* **Job A**
Which lines in the rows below contain the string "tree"? Copy each one.

* **Excerpt**
•••••

The decrease in accounts receivable was primarily attributable to a
reduction in sales as described above. The net decrease in deferred member
acquisition cost is due the lack of funds to conduct new member and customer
acquisition activities. The increase in royalty advances is principally due to a
decline in sales and a reduction in new member acquisition activities at Audio
Book Club, which results in lower royalty expense and less utilization of the
advances, as well as the timing and payment of advances. We believe that new
member acquisition activities once implemented will generate sales activity
sufficient to earn royalties sufficient to offset royalty advances. If, however,
we are unable to generate sufficient sales activity, unearned advance royalty
payments will be expensed. During the six months ended March 31, 2004, we
reduced accounts payable and accrued expenses by $5.0 million, the majority of
which were over 90 days past due.
Net cash used in investing activities consists of acquisition of fixed
assets of $67,000, principally computer equipment.
RECENT ACCOUNTING PRONOUNCEMENTS
In December 2002, the FASB issued SFAS No. 148, "Accounting for Stock
Based Compensation", which amends SFAS No. 123 to provide alternative methods of
transaction for an entity that voluntarily changes to the fair value method of
accounting for stock based compensation. It also amends the disclosure
provisions of SFAS No. 123 to require prominent disclosure about the effects on
reported net income of an entity's accounting policy decisions with respect to
stock based employee compensation. Finally, SFAS No. 148 amends APB Opinion No.
28, "Interim Financial Reporting", to require disclosure of those effects in
interim financial statements. SFAS No. 148 is effective for fiscal years ended
after December 15, 2002, but early adoption is permitted. Accordingly, we have
adopted the applicable disclosure requirements of this Statement within this
report. The adoption of SFAS No. 148 did not have a significant impact on our
financial disclosures.

•••••

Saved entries
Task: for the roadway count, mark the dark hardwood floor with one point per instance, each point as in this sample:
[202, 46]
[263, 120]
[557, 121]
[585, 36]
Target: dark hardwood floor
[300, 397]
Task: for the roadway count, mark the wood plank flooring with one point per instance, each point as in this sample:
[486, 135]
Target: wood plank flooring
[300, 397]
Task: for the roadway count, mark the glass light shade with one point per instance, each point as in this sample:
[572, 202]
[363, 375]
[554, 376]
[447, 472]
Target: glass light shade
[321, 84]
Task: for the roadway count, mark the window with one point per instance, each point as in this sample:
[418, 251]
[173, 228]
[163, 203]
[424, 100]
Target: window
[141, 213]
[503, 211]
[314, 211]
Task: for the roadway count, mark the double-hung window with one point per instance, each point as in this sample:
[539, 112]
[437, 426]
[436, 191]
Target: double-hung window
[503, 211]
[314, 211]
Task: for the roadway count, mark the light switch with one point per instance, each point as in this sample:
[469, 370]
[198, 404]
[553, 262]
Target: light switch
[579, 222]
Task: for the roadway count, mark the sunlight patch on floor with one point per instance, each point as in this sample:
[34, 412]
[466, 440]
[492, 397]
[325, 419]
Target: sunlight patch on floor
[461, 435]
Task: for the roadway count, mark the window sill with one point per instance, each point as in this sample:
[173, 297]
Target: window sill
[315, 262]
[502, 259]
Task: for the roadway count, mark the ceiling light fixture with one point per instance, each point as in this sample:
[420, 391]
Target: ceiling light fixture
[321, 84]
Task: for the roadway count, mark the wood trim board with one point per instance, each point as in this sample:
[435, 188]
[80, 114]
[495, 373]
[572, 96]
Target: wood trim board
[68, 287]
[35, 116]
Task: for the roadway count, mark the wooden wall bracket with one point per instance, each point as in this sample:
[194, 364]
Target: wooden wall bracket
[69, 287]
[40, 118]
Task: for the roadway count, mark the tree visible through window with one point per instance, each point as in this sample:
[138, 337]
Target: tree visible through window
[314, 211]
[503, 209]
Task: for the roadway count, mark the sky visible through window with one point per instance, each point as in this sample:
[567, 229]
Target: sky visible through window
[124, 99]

•••••

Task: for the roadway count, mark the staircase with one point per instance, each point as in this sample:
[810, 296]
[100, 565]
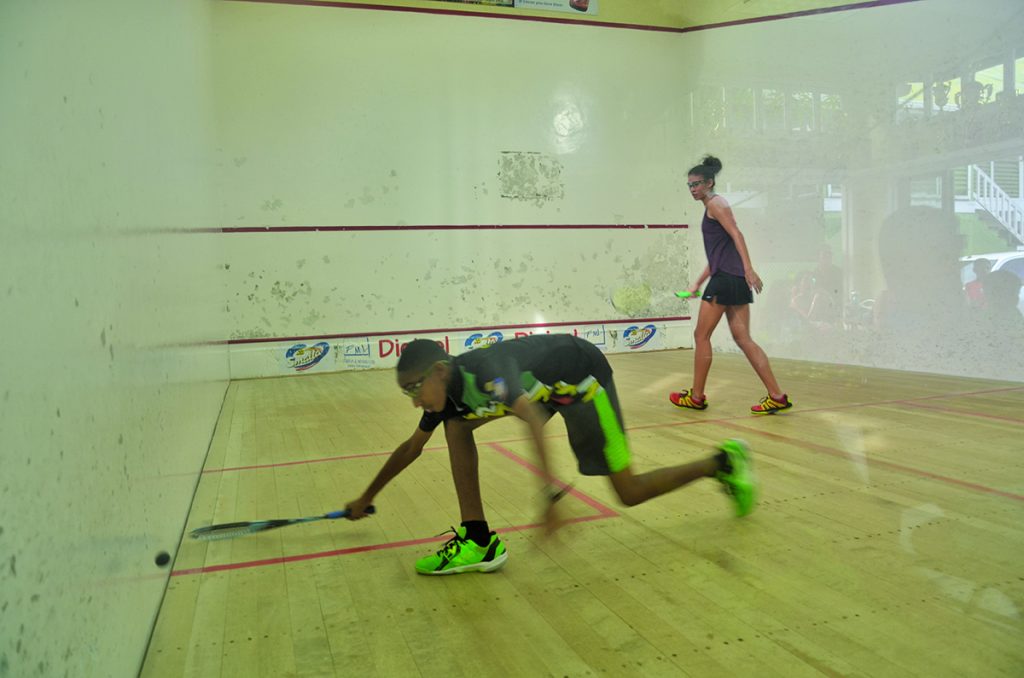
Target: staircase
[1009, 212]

•••••

* **Job B**
Answer these questions from the financial report excerpt above:
(i) By how much were accounts payable and accrued expenses reduced during the six months ended March 31, 2004?
(ii) What did the net cash used in investing activities consist of?
(iii) Which APB Opinion does SFAS No. 148 amend?

* **Exercise solution A**
Task: for the roadway count, mark the tree visible through window with one point per instance, each point as in this sample:
Target: tree visible through window

* **Exercise solution B**
(i) $5.0 million.
(ii) Acquisition of fixed assets of $67,000, principally computer equipment.
(iii) APB Opinion No. 28, "Interim Financial Reporting".